対象テキスト>
━━━━━━━━━━━━━━━━

新型コロナウイルス危機への対応を巡り、当時の閣僚らの責任を追及する提訴がなされていた件で、事件を担当する共和国法廷(CJR)の予審判事団は7月7日、不起訴処分を決定したことを明らかにした。事件当時のフィリップ首相とビュザン保健相及びその後任のベラン保健相の3人がいずれも不起訴となった。

共和国法廷は、閣僚が職務遂行の過程で犯した犯罪を裁く特別法廷。3人の閣僚は一連の提訴の対象となり、共和国法廷はこれら閣僚らの責任の有無を調べる捜査を行っていた。検察は不起訴を請求しており、予審判事団の不起訴決定も予想通りだった。3人のうち、フィリップ元首相は大統領選挙への出馬を目指しており、ここで不起訴の決定を得られたのは大きい。

━━━━━━━━━━━━━━━━

データ内容>

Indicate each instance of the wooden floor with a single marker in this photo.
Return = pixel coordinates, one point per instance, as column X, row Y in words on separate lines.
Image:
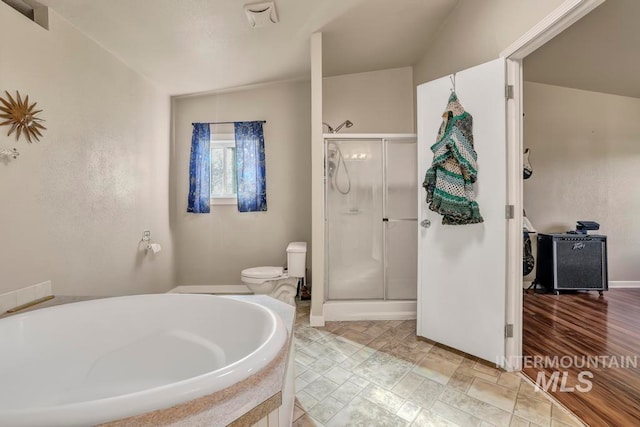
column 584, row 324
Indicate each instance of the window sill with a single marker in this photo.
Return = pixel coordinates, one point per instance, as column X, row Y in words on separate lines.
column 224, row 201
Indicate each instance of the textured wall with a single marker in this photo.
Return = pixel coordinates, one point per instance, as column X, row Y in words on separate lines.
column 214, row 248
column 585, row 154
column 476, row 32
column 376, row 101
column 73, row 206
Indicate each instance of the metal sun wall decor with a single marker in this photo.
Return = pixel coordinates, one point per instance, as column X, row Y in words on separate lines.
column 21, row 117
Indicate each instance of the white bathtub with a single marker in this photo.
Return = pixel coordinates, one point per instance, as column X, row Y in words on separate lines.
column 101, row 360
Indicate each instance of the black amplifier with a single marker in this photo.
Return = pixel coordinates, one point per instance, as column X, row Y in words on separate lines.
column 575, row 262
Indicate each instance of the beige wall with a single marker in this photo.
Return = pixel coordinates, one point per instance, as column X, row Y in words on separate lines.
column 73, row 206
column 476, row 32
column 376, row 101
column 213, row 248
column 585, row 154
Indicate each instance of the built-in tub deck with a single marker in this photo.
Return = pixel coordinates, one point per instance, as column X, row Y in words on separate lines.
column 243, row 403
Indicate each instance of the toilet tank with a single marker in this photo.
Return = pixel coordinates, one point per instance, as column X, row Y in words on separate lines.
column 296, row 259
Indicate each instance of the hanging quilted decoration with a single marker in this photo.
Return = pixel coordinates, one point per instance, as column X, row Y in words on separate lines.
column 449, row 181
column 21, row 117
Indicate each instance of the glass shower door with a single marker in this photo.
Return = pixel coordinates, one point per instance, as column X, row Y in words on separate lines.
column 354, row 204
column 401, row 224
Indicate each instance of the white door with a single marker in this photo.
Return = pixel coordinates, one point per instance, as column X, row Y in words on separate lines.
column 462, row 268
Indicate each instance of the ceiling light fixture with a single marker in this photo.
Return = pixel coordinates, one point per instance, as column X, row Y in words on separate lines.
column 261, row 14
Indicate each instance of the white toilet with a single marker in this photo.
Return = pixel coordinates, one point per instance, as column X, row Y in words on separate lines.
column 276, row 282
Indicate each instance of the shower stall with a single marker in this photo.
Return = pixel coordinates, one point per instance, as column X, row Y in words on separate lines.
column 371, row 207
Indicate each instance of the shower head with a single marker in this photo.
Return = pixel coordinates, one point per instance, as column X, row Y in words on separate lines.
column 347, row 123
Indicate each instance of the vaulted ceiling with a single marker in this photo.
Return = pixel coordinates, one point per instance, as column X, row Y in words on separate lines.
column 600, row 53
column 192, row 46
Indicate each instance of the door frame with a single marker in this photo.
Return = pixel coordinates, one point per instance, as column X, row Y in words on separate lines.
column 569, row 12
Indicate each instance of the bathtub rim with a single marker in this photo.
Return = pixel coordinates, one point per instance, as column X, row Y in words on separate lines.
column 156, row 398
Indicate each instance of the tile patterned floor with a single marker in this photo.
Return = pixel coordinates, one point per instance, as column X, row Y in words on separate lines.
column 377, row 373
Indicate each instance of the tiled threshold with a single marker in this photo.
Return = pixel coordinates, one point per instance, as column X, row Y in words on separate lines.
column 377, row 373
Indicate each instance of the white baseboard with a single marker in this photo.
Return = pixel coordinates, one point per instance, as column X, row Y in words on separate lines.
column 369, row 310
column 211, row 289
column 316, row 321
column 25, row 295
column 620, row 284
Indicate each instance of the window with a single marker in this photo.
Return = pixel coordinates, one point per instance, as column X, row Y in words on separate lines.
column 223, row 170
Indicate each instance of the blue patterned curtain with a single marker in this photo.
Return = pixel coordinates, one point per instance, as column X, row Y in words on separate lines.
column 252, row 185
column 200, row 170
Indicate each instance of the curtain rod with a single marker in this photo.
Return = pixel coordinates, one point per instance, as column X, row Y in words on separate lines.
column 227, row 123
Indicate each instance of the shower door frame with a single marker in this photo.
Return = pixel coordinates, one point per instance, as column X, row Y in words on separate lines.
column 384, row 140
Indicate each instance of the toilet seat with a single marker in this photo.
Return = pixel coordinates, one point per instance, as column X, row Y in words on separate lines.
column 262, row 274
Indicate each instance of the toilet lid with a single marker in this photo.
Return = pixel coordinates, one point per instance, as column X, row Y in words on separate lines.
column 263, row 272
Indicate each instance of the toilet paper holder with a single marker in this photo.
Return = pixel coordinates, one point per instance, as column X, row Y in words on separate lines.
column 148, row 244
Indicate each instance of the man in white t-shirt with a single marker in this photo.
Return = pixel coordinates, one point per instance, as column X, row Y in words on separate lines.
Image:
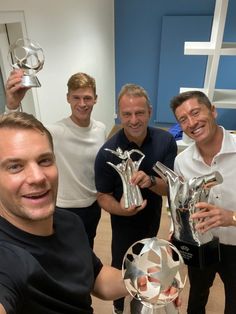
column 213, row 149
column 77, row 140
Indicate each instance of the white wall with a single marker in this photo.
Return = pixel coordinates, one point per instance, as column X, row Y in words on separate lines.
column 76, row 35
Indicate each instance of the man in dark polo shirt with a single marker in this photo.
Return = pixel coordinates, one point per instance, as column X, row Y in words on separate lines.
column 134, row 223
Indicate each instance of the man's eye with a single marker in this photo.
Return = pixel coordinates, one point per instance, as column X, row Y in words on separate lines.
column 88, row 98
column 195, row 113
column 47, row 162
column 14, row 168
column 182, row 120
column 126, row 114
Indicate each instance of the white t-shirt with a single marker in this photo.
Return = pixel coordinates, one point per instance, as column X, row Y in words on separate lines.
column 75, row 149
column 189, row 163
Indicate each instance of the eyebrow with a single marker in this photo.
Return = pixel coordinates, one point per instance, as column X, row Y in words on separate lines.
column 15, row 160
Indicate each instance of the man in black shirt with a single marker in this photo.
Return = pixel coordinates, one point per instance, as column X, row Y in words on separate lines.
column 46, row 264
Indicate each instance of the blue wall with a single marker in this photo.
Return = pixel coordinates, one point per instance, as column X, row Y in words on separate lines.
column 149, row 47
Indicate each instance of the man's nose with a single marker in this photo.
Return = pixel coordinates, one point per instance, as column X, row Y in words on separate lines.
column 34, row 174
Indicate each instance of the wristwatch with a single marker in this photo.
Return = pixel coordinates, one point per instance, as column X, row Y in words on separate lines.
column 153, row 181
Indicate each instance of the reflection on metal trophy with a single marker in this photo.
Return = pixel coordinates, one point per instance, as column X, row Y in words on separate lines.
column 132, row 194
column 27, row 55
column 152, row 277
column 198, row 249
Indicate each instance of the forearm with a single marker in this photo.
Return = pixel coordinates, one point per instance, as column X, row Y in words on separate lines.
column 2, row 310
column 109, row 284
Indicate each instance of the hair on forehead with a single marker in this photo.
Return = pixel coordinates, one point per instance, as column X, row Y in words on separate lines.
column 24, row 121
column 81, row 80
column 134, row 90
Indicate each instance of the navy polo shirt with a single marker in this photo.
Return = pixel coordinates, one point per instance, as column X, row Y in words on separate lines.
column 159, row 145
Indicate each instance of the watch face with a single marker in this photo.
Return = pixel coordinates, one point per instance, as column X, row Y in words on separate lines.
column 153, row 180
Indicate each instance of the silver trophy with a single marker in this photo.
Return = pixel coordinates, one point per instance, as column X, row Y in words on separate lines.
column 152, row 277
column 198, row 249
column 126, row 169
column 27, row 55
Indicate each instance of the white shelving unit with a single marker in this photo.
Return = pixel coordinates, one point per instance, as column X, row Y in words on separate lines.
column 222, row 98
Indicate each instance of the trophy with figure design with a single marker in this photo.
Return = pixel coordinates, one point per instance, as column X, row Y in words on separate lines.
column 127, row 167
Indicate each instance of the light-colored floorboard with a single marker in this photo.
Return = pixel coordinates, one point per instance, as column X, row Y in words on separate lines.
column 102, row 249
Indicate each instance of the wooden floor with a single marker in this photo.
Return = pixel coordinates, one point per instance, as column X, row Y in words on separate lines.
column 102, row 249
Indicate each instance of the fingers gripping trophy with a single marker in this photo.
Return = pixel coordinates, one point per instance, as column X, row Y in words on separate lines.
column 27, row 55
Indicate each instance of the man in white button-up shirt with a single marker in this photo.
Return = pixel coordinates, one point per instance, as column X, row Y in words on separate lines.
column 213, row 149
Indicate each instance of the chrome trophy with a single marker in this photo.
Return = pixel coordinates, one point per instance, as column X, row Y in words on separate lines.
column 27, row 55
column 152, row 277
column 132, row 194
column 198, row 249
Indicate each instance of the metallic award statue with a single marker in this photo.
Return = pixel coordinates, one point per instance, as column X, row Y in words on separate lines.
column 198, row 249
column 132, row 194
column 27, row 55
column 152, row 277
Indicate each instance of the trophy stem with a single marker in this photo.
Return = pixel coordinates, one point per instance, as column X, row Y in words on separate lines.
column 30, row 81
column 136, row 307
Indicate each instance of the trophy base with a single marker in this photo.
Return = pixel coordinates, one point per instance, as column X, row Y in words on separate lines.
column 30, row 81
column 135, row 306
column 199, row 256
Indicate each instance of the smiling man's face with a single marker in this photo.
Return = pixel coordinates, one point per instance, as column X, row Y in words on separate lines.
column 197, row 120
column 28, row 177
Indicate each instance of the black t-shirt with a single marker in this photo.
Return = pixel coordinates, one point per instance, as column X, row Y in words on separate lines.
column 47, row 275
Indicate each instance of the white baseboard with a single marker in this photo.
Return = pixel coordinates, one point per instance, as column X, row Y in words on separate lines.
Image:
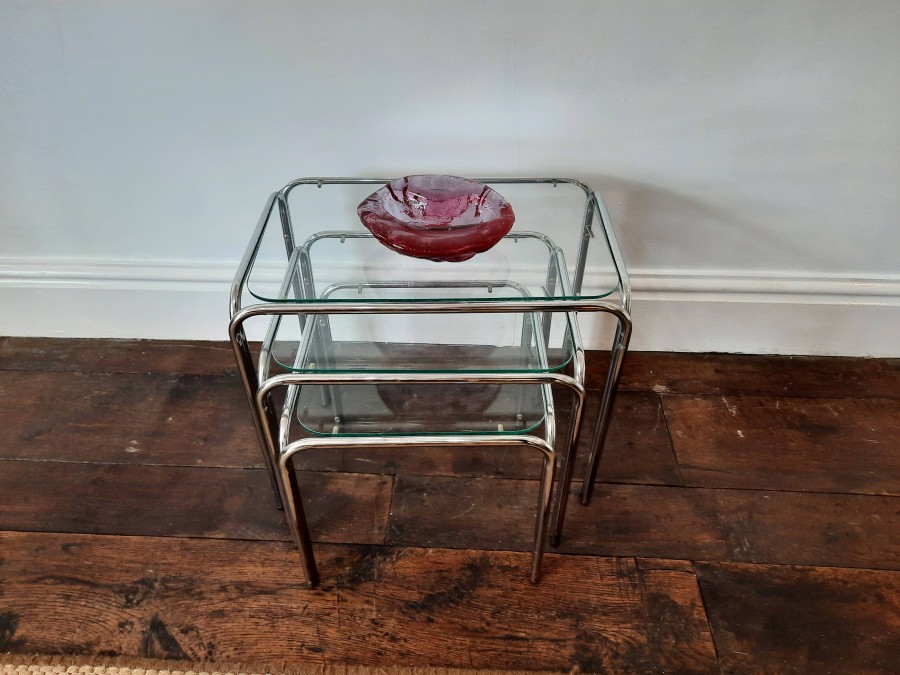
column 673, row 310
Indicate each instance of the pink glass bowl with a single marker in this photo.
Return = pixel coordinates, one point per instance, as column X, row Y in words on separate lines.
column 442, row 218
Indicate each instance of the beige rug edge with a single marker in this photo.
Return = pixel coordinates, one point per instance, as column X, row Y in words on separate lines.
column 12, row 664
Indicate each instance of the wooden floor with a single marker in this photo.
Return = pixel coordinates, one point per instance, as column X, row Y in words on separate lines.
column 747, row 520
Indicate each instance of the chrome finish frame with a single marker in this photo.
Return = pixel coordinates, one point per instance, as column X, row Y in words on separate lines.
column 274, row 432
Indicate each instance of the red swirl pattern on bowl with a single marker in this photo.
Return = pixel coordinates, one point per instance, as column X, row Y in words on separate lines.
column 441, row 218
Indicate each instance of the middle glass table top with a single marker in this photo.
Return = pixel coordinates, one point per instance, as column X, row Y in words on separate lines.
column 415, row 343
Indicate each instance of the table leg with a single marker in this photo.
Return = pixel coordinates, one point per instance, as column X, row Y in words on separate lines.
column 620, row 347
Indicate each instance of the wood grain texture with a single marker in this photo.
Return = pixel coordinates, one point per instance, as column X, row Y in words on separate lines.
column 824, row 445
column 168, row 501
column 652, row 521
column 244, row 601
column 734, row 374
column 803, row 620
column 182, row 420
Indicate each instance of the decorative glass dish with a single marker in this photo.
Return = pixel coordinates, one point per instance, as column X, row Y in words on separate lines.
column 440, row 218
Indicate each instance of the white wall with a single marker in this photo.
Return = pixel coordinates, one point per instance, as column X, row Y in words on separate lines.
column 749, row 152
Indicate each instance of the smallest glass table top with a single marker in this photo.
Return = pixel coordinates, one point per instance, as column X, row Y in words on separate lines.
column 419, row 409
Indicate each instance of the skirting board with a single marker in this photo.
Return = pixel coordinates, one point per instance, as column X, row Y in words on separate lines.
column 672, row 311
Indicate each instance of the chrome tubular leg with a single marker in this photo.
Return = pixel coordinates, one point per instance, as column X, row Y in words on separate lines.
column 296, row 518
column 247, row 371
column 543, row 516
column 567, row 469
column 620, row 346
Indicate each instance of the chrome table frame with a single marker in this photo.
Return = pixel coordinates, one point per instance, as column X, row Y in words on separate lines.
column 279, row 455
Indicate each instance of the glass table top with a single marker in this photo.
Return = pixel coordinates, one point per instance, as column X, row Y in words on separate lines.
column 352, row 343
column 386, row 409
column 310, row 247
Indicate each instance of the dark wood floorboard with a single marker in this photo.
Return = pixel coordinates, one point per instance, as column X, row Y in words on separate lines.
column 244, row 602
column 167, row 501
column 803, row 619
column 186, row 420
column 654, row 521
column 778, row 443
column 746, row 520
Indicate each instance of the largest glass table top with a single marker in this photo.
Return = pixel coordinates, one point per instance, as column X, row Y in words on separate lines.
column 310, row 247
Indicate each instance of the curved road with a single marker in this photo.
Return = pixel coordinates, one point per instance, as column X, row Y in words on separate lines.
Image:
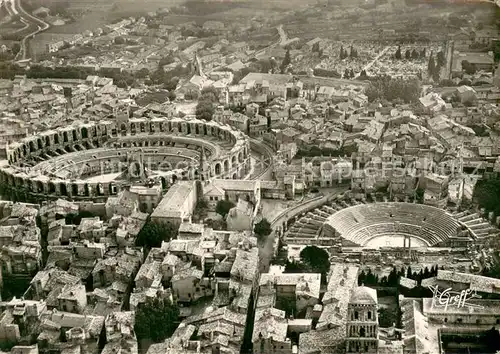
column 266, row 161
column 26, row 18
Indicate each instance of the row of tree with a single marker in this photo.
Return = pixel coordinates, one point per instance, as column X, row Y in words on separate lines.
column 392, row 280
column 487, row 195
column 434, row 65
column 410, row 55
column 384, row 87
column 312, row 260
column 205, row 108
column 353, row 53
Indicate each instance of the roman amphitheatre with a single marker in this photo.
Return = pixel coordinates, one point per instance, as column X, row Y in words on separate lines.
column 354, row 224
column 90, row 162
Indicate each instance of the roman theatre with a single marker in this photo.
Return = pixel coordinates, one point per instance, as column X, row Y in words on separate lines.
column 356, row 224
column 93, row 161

━━━━━━━━━━━━━━━━

課題の指示>
対象テキストの「新型コロナウイルス危機への対」から「の決定を得られたのは大きい。」までの部分を、一字一句変えずに書き出してください。 項目はこの作業とは無関係です。

最終解答>
新型コロナウイルス危機への対応を巡り、当時の閣僚らの責任を追及する提訴がなされていた件で、事件を担当する共和国法廷(CJR)の予審判事団は7月7日、不起訴処分を決定したことを明らかにした。事件当時のフィリップ首相とビュザン保健相及びその後任のベラン保健相の3人がいずれも不起訴となった。

共和国法廷は、閣僚が職務遂行の過程で犯した犯罪を裁く特別法廷。3人の閣僚は一連の提訴の対象となり、共和国法廷はこれら閣僚らの責任の有無を調べる捜査を行っていた。検察は不起訴を請求しており、予審判事団の不起訴決定も予想通りだった。3人のうち、フィリップ元首相は大統領選挙への出馬を目指しており、ここで不起訴の決定を得られたのは大きい。